Items listed in a dataset →
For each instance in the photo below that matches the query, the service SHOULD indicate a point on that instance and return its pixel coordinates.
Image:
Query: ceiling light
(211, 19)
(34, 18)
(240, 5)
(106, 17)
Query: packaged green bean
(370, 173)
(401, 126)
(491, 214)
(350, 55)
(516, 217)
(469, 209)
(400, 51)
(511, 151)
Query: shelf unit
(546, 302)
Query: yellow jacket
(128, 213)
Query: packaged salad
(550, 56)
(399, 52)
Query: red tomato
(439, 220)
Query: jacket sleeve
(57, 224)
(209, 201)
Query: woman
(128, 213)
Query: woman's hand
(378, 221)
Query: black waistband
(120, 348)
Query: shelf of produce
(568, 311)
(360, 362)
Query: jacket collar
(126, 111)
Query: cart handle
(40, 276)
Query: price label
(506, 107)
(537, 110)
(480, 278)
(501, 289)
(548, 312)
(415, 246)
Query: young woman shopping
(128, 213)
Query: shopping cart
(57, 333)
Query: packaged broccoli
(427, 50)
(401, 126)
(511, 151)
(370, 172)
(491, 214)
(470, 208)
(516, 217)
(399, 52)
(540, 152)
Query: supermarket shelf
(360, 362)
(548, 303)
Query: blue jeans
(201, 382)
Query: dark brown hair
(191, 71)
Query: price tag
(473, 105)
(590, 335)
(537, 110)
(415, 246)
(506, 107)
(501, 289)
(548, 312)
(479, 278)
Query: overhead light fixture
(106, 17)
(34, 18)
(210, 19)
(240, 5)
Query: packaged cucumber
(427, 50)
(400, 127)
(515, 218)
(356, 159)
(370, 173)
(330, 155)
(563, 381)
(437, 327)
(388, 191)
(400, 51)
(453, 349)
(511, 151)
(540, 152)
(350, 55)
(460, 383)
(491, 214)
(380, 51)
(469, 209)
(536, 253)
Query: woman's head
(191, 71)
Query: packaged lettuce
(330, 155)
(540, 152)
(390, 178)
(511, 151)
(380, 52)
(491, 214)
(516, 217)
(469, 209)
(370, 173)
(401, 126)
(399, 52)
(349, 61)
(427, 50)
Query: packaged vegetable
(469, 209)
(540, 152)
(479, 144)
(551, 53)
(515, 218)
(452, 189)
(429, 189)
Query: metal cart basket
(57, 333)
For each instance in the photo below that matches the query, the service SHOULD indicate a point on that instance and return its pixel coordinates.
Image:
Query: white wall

TASK DETAILS →
Transcribe the entries above exactly.

RESPONSE →
For each instance in the photo below that matches the query, the service SHOULD indicate a point on that instance and return its pixel coordinates.
Image:
Query: ceiling light
(211, 19)
(34, 18)
(240, 5)
(106, 17)
Query: packaged green bean
(370, 173)
(401, 126)
(491, 214)
(350, 55)
(516, 217)
(469, 209)
(400, 51)
(511, 151)
Query: shelf unit
(546, 302)
Query: yellow jacket
(128, 213)
Query: packaged salad
(550, 56)
(399, 52)
Query: red tomato
(439, 220)
Query: jacket sleeve
(57, 224)
(209, 201)
Query: woman
(128, 213)
Query: woman's hand
(378, 221)
Query: black waistband
(120, 348)
Query: shelf of produce
(568, 311)
(360, 362)
Query: jacket collar
(126, 111)
Query: cart handle
(40, 276)
Query: price label
(506, 107)
(537, 110)
(480, 278)
(501, 289)
(548, 312)
(415, 246)
Query: young woman shopping
(128, 213)
Query: shopping cart
(57, 333)
Query: packaged broccoli
(427, 50)
(401, 126)
(511, 151)
(370, 172)
(491, 214)
(470, 208)
(516, 217)
(399, 52)
(540, 152)
Query: supermarket shelf
(360, 362)
(548, 303)
Query: blue jeans
(201, 382)
Query: dark brown hair
(191, 71)
Query: price tag
(473, 105)
(590, 335)
(537, 110)
(415, 246)
(506, 107)
(501, 289)
(548, 312)
(479, 278)
Query: overhead light fixture
(106, 17)
(34, 18)
(210, 19)
(240, 5)
Query: packaged cucumber
(427, 50)
(400, 127)
(515, 218)
(356, 159)
(370, 173)
(330, 155)
(563, 381)
(437, 327)
(388, 191)
(400, 51)
(453, 349)
(511, 151)
(540, 152)
(350, 55)
(460, 383)
(491, 214)
(380, 51)
(469, 209)
(536, 253)
Query: woman's head
(191, 71)
Query: packaged lettuce
(330, 155)
(540, 152)
(390, 178)
(511, 151)
(380, 52)
(491, 214)
(516, 217)
(469, 209)
(370, 173)
(401, 126)
(399, 52)
(349, 61)
(427, 50)
Query: packaged vegetable
(469, 209)
(540, 152)
(479, 144)
(551, 53)
(515, 218)
(452, 189)
(429, 189)
Query: metal cart basket
(57, 333)
For each instance in the photo below that matches the query, the service SHOULD indicate a point on that instance and return its pixel coordinates.
Image:
Query: white wall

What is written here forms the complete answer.